[Opening EXTRACTED ENTRIES section]

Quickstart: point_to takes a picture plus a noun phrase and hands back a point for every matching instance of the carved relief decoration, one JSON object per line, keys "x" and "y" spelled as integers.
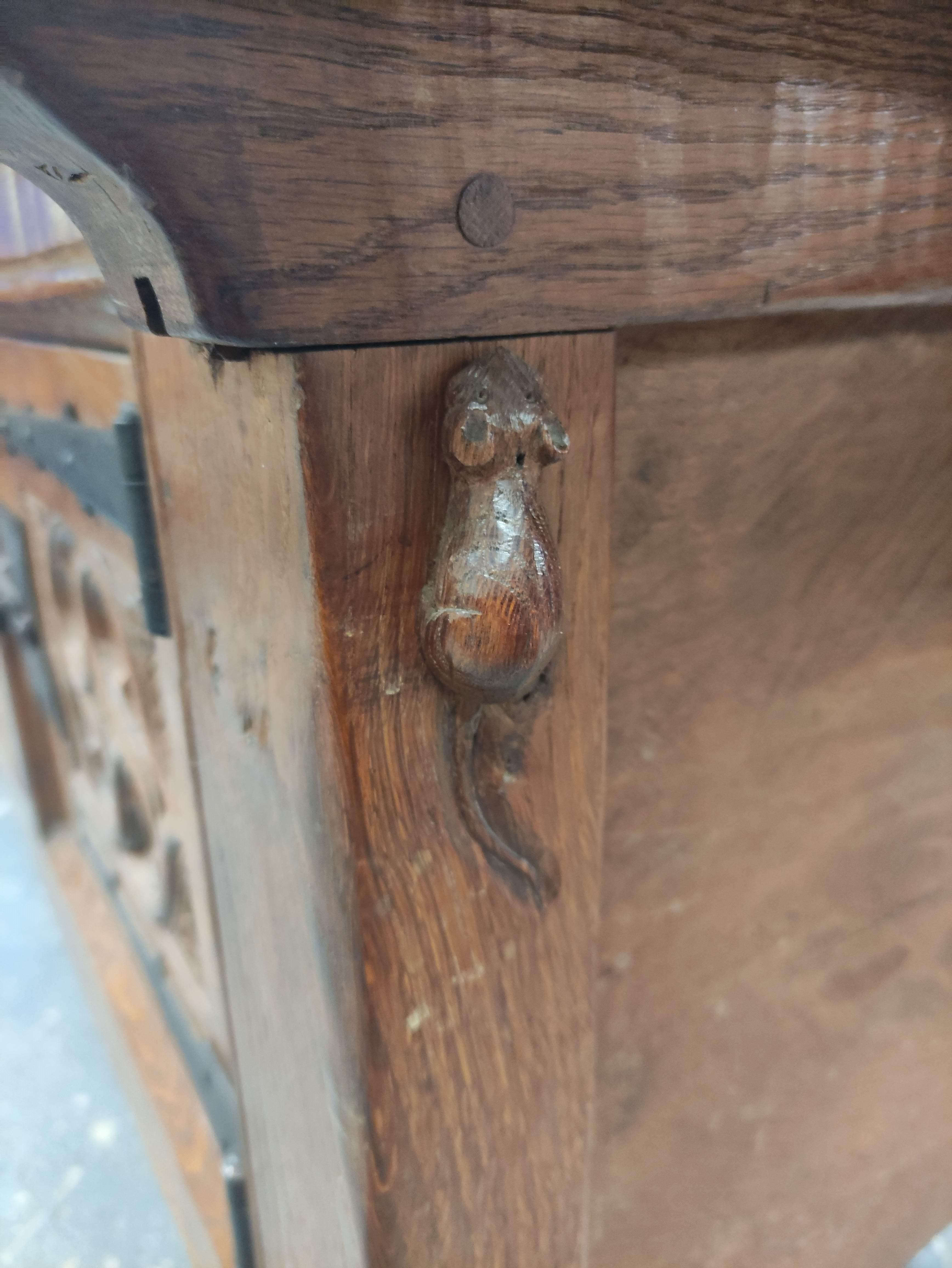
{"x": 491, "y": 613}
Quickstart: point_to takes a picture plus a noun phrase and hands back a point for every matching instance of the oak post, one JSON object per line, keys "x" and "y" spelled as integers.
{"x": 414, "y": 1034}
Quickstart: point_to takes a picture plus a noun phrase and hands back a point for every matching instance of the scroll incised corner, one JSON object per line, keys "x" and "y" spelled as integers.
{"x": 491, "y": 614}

[Closing EXTRACTED ENTRIES section]

» REQUIRED ACTION
The records above are to be transcribed word for word. Skip the images.

» RESPONSE TO THE EXERCISE
Quickstart: point_to takes a picture plus a noun phrase and hands back a point for every matching instance of the carved relief decoration, one JSON object per line, keys "x" and "y" spelled as integers.
{"x": 491, "y": 613}
Quickstart: point_to takes a picture plus a noun phrase and hands back a point for every matching instance of the oak post, one JSON object per line, keys "x" and "y" spelled as integers.
{"x": 414, "y": 1034}
Quickstart: point_to takes a picture plus a noun phrase and hands back a point for every matching instance of the scroll incised corner, one JSON object per line, keys "x" and "y" spelled as integers.
{"x": 491, "y": 614}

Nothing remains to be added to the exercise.